* **Data listing**:
* Begin *

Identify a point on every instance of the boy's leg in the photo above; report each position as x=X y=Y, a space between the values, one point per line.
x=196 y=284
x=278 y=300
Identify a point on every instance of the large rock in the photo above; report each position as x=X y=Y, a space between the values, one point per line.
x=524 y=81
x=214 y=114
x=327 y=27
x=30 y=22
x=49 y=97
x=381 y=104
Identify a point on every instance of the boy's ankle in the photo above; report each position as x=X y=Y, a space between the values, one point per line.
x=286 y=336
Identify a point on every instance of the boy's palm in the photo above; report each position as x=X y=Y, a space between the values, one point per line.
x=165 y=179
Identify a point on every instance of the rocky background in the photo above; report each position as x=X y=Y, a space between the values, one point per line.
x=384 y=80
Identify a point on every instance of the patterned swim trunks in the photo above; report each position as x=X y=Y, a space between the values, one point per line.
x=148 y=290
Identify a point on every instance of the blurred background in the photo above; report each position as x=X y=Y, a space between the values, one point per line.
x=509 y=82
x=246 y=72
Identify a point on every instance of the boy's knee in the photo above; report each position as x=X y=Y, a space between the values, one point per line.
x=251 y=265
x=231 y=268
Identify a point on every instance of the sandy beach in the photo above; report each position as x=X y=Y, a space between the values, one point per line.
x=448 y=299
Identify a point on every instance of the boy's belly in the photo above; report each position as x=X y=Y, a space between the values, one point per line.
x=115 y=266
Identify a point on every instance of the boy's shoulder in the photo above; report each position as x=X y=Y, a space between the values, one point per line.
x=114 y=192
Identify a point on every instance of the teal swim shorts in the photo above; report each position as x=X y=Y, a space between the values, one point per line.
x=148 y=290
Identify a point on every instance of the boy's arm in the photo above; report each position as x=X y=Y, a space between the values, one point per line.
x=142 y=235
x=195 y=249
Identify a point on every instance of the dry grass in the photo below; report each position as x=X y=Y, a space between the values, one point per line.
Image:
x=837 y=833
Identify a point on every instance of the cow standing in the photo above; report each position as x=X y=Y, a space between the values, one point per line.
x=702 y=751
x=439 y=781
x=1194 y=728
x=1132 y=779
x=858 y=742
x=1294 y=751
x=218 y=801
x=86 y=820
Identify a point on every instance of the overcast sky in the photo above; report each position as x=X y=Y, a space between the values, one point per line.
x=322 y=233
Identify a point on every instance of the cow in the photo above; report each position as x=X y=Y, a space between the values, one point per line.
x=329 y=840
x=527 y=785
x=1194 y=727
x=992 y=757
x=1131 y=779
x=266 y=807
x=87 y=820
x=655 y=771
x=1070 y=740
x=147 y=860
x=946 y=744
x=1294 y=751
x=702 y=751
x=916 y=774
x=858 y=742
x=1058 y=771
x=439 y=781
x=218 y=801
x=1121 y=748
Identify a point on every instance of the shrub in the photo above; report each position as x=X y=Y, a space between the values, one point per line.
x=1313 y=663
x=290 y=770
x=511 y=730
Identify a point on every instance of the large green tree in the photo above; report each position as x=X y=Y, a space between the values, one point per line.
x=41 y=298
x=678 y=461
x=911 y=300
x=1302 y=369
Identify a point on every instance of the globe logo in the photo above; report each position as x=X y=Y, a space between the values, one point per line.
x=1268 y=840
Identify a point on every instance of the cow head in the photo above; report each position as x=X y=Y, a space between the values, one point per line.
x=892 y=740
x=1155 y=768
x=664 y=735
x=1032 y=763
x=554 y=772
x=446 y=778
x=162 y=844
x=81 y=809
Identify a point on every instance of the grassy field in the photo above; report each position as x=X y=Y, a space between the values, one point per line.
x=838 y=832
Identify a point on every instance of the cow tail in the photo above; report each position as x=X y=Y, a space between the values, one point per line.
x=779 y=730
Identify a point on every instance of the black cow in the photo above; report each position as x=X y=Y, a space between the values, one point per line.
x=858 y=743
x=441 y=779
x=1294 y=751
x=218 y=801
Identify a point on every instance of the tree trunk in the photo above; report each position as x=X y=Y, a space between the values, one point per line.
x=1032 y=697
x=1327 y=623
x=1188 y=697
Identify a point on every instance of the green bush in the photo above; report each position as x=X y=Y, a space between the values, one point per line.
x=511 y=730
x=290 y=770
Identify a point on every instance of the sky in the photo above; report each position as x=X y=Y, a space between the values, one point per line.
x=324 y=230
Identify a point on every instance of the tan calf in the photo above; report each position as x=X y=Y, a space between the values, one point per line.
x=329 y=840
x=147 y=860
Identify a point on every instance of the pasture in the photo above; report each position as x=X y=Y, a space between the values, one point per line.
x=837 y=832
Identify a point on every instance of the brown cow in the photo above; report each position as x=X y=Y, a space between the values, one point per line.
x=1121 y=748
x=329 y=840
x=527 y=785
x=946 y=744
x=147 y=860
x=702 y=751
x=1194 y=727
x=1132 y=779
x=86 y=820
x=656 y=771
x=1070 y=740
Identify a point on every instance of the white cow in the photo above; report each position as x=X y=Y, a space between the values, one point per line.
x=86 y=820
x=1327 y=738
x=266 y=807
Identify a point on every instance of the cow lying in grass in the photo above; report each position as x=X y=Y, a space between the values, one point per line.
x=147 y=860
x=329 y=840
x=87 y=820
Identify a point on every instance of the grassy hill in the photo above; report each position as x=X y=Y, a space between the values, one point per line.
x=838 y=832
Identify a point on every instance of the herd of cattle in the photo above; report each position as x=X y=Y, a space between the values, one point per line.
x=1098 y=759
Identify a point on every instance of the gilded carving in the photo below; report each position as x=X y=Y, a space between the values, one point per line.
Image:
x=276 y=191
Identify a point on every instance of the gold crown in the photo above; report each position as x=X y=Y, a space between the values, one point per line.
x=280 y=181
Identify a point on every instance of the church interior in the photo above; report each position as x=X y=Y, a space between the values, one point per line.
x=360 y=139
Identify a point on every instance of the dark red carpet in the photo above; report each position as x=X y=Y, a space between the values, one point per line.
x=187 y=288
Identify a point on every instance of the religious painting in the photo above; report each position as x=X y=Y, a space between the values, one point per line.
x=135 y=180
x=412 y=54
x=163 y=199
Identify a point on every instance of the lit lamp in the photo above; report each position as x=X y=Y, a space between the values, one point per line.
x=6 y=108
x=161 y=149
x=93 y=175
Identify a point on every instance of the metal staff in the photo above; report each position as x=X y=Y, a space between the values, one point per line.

* End *

* **Directive**: Return every row above word for word, with nothing added, dropped, or changed.

* **Answer to this problem**:
Identify a point on every instance of the boy's leg in the photo above; report each position as x=X y=Y, a space between the values, one point per line.
x=196 y=284
x=278 y=300
Identify a point on every instance of the large rock in the photo above; report each position as x=X y=Y, a space between the values, one point per line.
x=524 y=81
x=214 y=114
x=327 y=27
x=30 y=22
x=49 y=97
x=381 y=104
Identify a point on every instance of the boy's ankle in the photo above; report each position as x=X y=Y, a space between the values, one point per line.
x=286 y=336
Identify a point on every instance of the boy's palm in the photo above; report each position as x=X y=Y, a space between the values, one point per line.
x=165 y=179
Identify a point on every instance of the rocky background in the photo above; report each position as x=X y=Y, a space between the values, one point per line.
x=384 y=80
Identify a point on every instance of the patterned swim trunks in the photo above; report each position as x=X y=Y, a space between the values, one point per line.
x=148 y=290
Identify a point on every instance of the blurred background in the photo above; report each position as x=X y=Y, a space between the values, one point per line.
x=509 y=82
x=246 y=72
Identify a point on every instance of the boy's knee in the photo above; report each position as x=X y=Y, a space between the values, one point per line.
x=251 y=265
x=231 y=268
Identify a point on every instance of the sandy beach in the photo above; report each position as x=X y=Y, a space between the values, one point per line.
x=448 y=299
Identify a point on every instance of the boy's belly in the photo above; report each position as x=X y=Y, a space between the values, one point per line.
x=115 y=266
Identify a point on every instance of the boy's shoulder in the photo above; report each position as x=X y=Y, a space between the values, one point per line.
x=114 y=192
Identify a point on every instance of the teal swim shorts in the photo above; report each position as x=X y=Y, a space between the values, one point per line.
x=148 y=290
Identify a point on every instance of the boy's arm in the photo above; report each position as x=X y=Y, a space between the values, one point per line.
x=142 y=235
x=195 y=249
Identify a point on every instance of the dry grass in the photo below; report each position as x=X y=Y, a space between the values, one point per line.
Image:
x=837 y=833
Identify a point on every instance of the cow standing in the photo above; report each position as x=X y=Y, a space between the values, one point per line.
x=702 y=751
x=439 y=781
x=1194 y=728
x=1132 y=779
x=858 y=742
x=1294 y=751
x=218 y=801
x=86 y=820
Identify a point on every instance of the overcast sky in the photo above; report each position as x=X y=Y, a space between the values, one point per line.
x=322 y=233
Identify a point on every instance of the cow in the photo above; report each position as x=X y=Y, a space between the values, one point per line.
x=329 y=840
x=527 y=785
x=1194 y=727
x=992 y=757
x=1131 y=779
x=266 y=807
x=87 y=820
x=655 y=771
x=1070 y=740
x=147 y=860
x=946 y=744
x=1294 y=751
x=702 y=751
x=916 y=774
x=858 y=742
x=1058 y=771
x=439 y=781
x=218 y=801
x=1121 y=748
Identify a point on every instance of the shrub in the photo above; report each position as x=X y=Y, a space between the values, one point per line.
x=1313 y=663
x=290 y=770
x=511 y=730
Identify a point on every instance of the large green tree in the photo above; report each position as x=X y=Y, a space between the values, one point per line.
x=41 y=298
x=678 y=461
x=911 y=300
x=1302 y=369
Identify a point on every instance of the globe logo in the photo above; report each position as x=X y=Y, a space between the values, one point per line.
x=1268 y=840
Identify a point on every instance of the cow head in the photo above; report each position as x=X y=Y, a space between the values, one point per line.
x=892 y=740
x=1155 y=768
x=664 y=735
x=1032 y=763
x=554 y=772
x=446 y=778
x=162 y=844
x=81 y=809
Identify a point on every instance of the grassy field in the photo above; report each position as x=X y=Y, a space between the values, one point per line.
x=838 y=832
Identify a point on every instance of the cow tail in the photo above; report each position as x=X y=Y, a space between the values, one point per line.
x=779 y=730
Identify a point on every instance of the black cow in the photo above; report each position as x=X y=Y, a space between the values, one point per line.
x=858 y=743
x=441 y=779
x=1294 y=751
x=218 y=801
Identify a point on every instance of the tree trunk in the photo above; report each position as x=X y=Y, a space between the values, one point per line.
x=1032 y=697
x=1327 y=623
x=1188 y=697
Identify a point on every instance of the green bush in the photo above; report each position as x=X y=Y, a space between the values, one point per line.
x=511 y=730
x=290 y=770
Identify a point on every instance of the sky in the photo above; report each position as x=X y=Y, a space between the values, one point per line.
x=324 y=230
Identify a point on every instance of the tan calf in the photo above; report each position as x=X y=Y, a space between the values, one point per line.
x=329 y=840
x=147 y=860
Identify a point on every instance of the pasture in the photo above; report each position as x=X y=Y, a space between the values, one point per line.
x=837 y=832
Identify a point on every instance of the brown cow in the photo above; report each position as x=X y=Y, a space between the values, one point per line.
x=1121 y=748
x=329 y=840
x=527 y=785
x=946 y=744
x=147 y=860
x=702 y=751
x=1194 y=727
x=1132 y=779
x=86 y=820
x=656 y=771
x=1070 y=740
Identify a point on every instance of the white cow in the photo above; report each position as x=X y=Y, a space between the values, one point per line.
x=86 y=820
x=1327 y=738
x=266 y=807
Identify a point on every instance of the cow lying in grass in the photo above; report each position as x=X y=Y, a space between the values, one point per line.
x=147 y=860
x=329 y=840
x=87 y=820
Identify a point on every instance of the grassy hill in the photo above; report each position as x=X y=Y, a space between the values, one point per line.
x=838 y=832
Identify a point on every instance of the herd of cattle in the photo above; report each position as x=X y=Y, a space between the values, one point per line.
x=1098 y=759
Identify a point on every instance of the gilded carving in the photo below; report each position as x=X y=Y, a space between the values, one point per line.
Image:
x=276 y=191
Identify a point on every instance of the gold crown in the photo above; report each position as x=X y=Y, a space between the values, one point per line.
x=280 y=181
Identify a point on every instance of the church interior in the photo above; report each position as x=X y=Y, a space between the values, one point per line.
x=360 y=139
Identify a point on every instance of the dark red carpet in the photo above; report each position as x=X y=Y, a space between the values, one point per line.
x=187 y=288
Identify a point on every instance of the religious painting in the photo above; report each position as x=X y=Y, a space between the values, one point per line.
x=135 y=180
x=412 y=54
x=163 y=199
Identify a point on every instance of the lit lamp in the photo above; report each position as x=X y=Y, a space between the values, one point per line.
x=6 y=108
x=161 y=149
x=93 y=175
Identify a point on every instance of the metal staff in the photo above; report each position as x=X y=Y, a space between the values, one point per line.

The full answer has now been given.